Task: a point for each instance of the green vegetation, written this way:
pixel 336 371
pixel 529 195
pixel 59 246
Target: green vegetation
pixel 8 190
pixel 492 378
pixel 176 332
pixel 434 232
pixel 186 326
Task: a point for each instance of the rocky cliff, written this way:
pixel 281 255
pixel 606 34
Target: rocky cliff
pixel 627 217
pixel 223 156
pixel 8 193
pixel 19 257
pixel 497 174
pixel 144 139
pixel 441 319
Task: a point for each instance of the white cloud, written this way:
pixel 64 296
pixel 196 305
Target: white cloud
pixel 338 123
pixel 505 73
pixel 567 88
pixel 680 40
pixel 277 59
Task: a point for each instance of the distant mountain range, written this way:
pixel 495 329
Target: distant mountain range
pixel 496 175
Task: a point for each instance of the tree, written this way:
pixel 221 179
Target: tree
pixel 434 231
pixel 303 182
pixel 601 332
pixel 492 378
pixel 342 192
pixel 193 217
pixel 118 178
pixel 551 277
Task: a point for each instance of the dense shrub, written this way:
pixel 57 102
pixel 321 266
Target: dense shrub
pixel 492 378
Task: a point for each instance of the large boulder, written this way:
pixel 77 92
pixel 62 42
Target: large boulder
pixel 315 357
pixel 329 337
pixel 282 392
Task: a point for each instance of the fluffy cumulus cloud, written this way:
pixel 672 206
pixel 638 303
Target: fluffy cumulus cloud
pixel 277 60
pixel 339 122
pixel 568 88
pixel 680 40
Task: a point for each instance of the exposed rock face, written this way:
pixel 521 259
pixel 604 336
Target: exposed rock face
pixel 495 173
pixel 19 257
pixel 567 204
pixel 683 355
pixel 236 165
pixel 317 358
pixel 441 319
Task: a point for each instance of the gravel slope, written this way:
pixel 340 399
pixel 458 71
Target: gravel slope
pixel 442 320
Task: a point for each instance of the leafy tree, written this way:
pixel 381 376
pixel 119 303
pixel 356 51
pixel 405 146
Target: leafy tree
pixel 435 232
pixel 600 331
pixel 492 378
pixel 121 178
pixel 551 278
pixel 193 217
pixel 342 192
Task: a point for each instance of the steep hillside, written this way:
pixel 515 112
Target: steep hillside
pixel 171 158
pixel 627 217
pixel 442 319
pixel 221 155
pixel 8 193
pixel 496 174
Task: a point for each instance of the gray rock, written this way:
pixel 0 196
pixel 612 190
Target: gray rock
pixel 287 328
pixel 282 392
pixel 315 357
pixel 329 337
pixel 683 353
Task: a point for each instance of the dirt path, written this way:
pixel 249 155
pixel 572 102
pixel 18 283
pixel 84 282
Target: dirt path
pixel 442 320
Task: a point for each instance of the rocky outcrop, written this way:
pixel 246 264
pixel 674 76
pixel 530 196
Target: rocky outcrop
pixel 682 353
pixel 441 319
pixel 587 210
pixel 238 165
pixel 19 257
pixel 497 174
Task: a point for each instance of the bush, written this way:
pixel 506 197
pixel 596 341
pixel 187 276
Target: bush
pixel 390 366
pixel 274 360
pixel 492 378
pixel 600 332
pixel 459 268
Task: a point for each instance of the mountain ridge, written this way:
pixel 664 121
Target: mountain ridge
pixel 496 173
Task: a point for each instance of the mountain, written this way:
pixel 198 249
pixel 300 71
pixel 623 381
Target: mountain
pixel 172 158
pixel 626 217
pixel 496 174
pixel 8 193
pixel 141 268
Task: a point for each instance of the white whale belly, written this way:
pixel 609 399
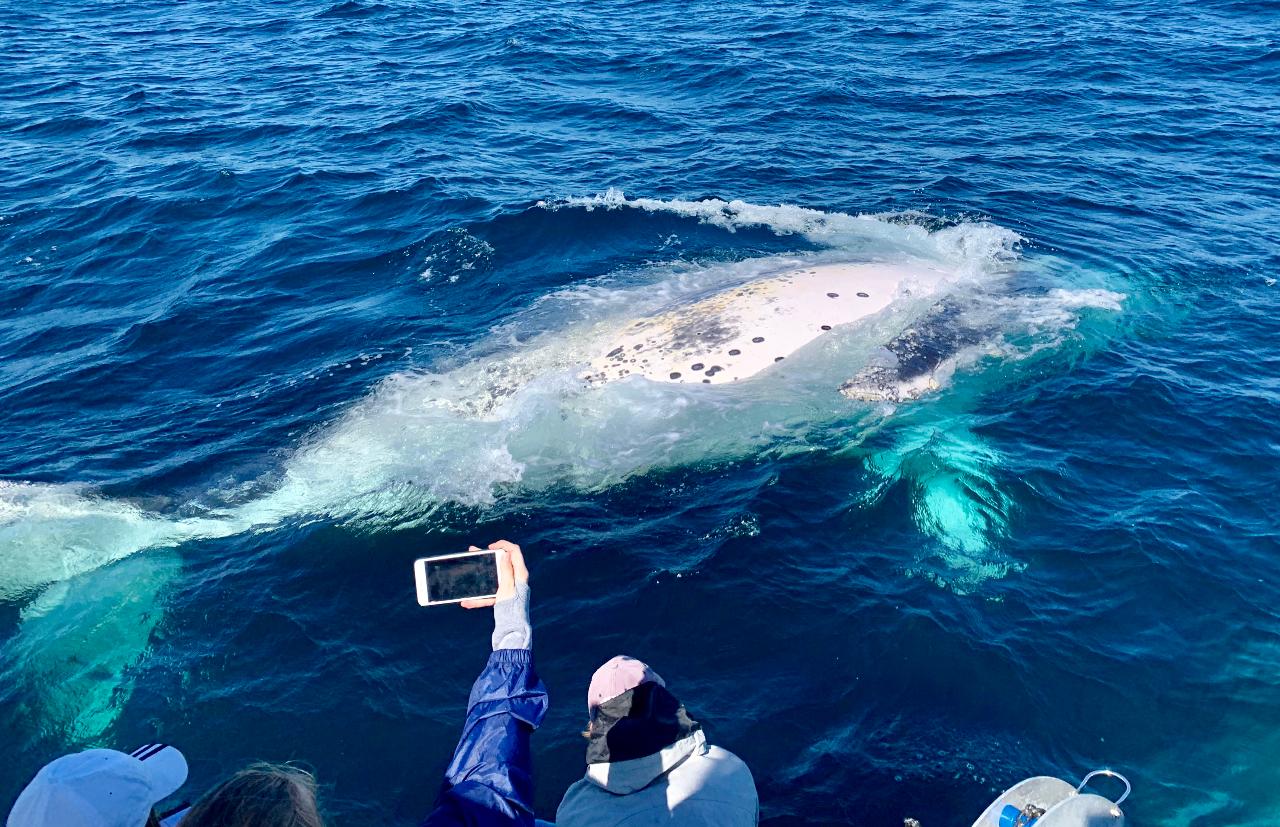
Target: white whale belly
pixel 740 332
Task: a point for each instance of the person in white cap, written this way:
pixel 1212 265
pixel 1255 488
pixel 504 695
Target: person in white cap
pixel 648 762
pixel 101 787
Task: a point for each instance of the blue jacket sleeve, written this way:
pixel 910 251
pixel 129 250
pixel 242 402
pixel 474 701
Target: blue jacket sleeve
pixel 489 781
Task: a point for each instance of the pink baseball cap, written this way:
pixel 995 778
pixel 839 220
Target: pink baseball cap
pixel 616 676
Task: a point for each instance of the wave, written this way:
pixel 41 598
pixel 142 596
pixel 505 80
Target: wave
pixel 513 412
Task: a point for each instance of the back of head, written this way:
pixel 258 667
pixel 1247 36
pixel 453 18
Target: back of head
pixel 263 795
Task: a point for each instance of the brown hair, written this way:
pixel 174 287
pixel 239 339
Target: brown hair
pixel 263 795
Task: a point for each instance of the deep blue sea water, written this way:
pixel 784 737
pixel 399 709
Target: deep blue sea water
pixel 295 292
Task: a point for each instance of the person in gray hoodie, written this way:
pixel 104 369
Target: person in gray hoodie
pixel 649 763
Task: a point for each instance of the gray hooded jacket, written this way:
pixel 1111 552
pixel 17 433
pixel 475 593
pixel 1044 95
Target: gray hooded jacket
pixel 679 780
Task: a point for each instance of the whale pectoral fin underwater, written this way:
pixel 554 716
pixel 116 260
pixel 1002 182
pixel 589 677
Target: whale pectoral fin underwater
pixel 920 360
pixel 956 499
pixel 78 644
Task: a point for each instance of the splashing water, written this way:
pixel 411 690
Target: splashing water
pixel 515 414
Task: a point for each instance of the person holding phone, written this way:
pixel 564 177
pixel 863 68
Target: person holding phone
pixel 489 780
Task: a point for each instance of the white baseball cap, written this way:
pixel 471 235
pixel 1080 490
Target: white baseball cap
pixel 100 787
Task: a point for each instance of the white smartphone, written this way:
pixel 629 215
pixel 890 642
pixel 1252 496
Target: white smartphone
pixel 455 578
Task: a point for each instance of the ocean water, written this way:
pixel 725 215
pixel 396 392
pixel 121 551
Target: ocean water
pixel 296 292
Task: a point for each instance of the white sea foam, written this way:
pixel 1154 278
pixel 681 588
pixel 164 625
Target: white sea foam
pixel 513 414
pixel 513 411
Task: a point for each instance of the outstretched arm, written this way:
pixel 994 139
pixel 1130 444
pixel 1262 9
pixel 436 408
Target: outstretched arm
pixel 489 780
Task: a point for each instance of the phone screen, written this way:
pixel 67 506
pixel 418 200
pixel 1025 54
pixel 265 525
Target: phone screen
pixel 458 578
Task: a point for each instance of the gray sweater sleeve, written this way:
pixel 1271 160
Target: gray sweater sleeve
pixel 511 629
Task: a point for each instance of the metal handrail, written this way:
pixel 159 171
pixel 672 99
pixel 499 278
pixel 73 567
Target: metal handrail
pixel 1110 773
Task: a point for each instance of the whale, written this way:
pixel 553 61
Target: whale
pixel 589 387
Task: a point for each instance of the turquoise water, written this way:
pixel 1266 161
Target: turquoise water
pixel 297 292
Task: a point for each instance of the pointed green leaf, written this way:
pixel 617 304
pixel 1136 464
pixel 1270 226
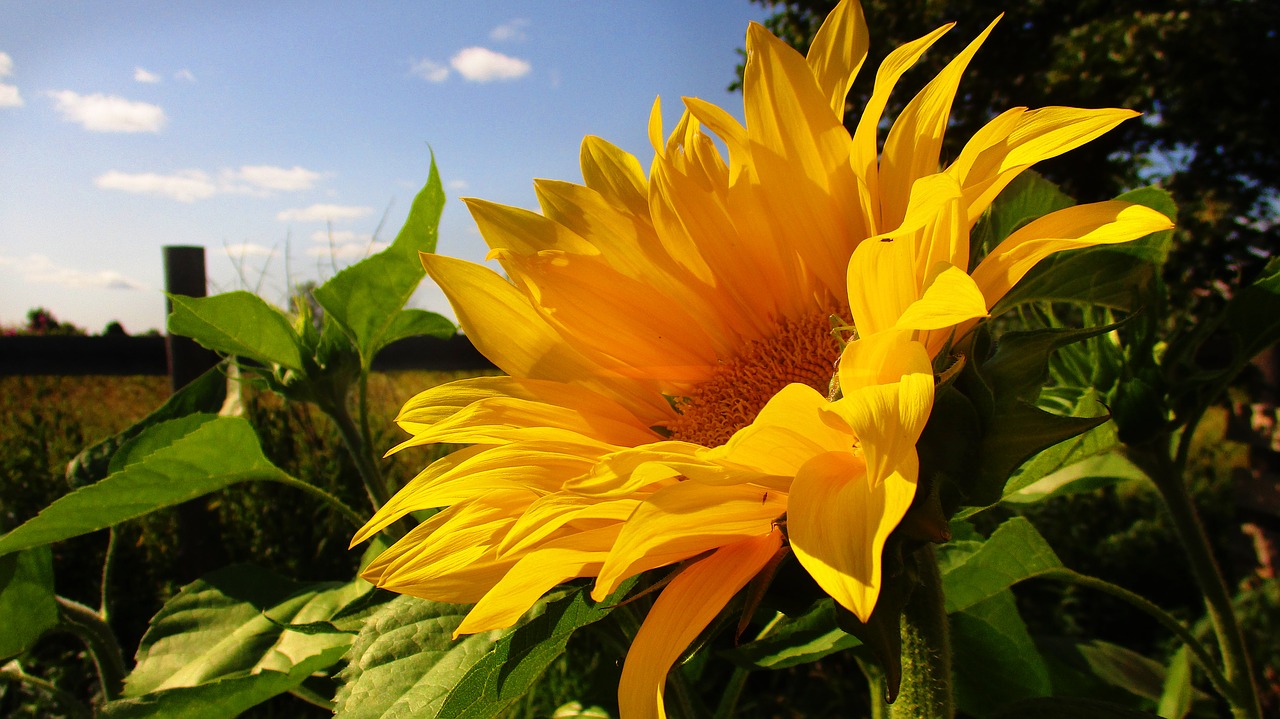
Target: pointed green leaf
pixel 405 662
pixel 237 323
pixel 1175 697
pixel 415 323
pixel 27 604
pixel 1027 198
pixel 234 622
pixel 366 297
pixel 199 454
pixel 1014 552
pixel 795 640
pixel 516 660
pixel 1086 475
pixel 993 656
pixel 206 394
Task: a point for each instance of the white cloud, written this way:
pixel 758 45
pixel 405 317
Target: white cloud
pixel 348 251
pixel 39 269
pixel 269 177
pixel 183 186
pixel 512 30
pixel 324 213
pixel 242 250
pixel 9 96
pixel 108 113
pixel 480 64
pixel 145 76
pixel 430 71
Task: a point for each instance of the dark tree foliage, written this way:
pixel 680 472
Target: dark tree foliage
pixel 1205 73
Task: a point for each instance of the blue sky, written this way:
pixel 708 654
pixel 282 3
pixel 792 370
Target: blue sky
pixel 275 133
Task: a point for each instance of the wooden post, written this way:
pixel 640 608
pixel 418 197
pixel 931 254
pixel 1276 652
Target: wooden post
pixel 200 549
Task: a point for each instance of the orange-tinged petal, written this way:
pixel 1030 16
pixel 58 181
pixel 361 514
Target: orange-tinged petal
pixel 684 609
pixel 837 51
pixel 1084 225
pixel 684 521
pixel 915 140
pixel 510 333
pixel 837 523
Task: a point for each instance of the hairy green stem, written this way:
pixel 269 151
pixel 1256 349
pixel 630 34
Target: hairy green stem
pixel 926 691
pixel 100 640
pixel 1168 476
pixel 359 449
pixel 337 504
pixel 1198 650
pixel 74 708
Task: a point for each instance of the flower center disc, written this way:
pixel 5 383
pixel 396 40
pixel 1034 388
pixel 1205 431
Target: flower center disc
pixel 800 351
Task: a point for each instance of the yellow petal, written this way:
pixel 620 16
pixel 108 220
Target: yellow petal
pixel 865 150
pixel 510 333
pixel 684 521
pixel 1084 225
pixel 837 523
pixel 950 298
pixel 837 51
pixel 684 609
pixel 914 142
pixel 616 174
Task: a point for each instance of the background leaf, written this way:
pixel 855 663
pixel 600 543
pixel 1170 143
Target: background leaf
pixel 27 604
pixel 366 298
pixel 191 457
pixel 237 323
pixel 205 394
pixel 1014 552
pixel 995 660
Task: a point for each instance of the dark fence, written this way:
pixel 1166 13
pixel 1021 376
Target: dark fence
pixel 181 358
pixel 147 356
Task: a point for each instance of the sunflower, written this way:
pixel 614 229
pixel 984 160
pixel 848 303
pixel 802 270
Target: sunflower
pixel 671 362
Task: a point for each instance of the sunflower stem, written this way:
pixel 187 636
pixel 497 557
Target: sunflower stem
pixel 926 692
pixel 1168 475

## EXERCISE REQUIREMENTS:
Rewrite the records from the line with "Task: a point for each instance of the metal" through the line with "pixel 589 387", both ends included, requests and all, and increase every coordinate in the answers by 82 while leaving the coordinates in the requests unchanged.

## OUTPUT FOR THIS TASK:
Task: a point for each instance of the metal handrail, written this way:
pixel 159 171
pixel 672 99
pixel 499 278
pixel 73 567
Target: metal handrail
pixel 1192 855
Task: a point for each instance of the whale, written this way:
pixel 553 61
Target: whale
pixel 671 469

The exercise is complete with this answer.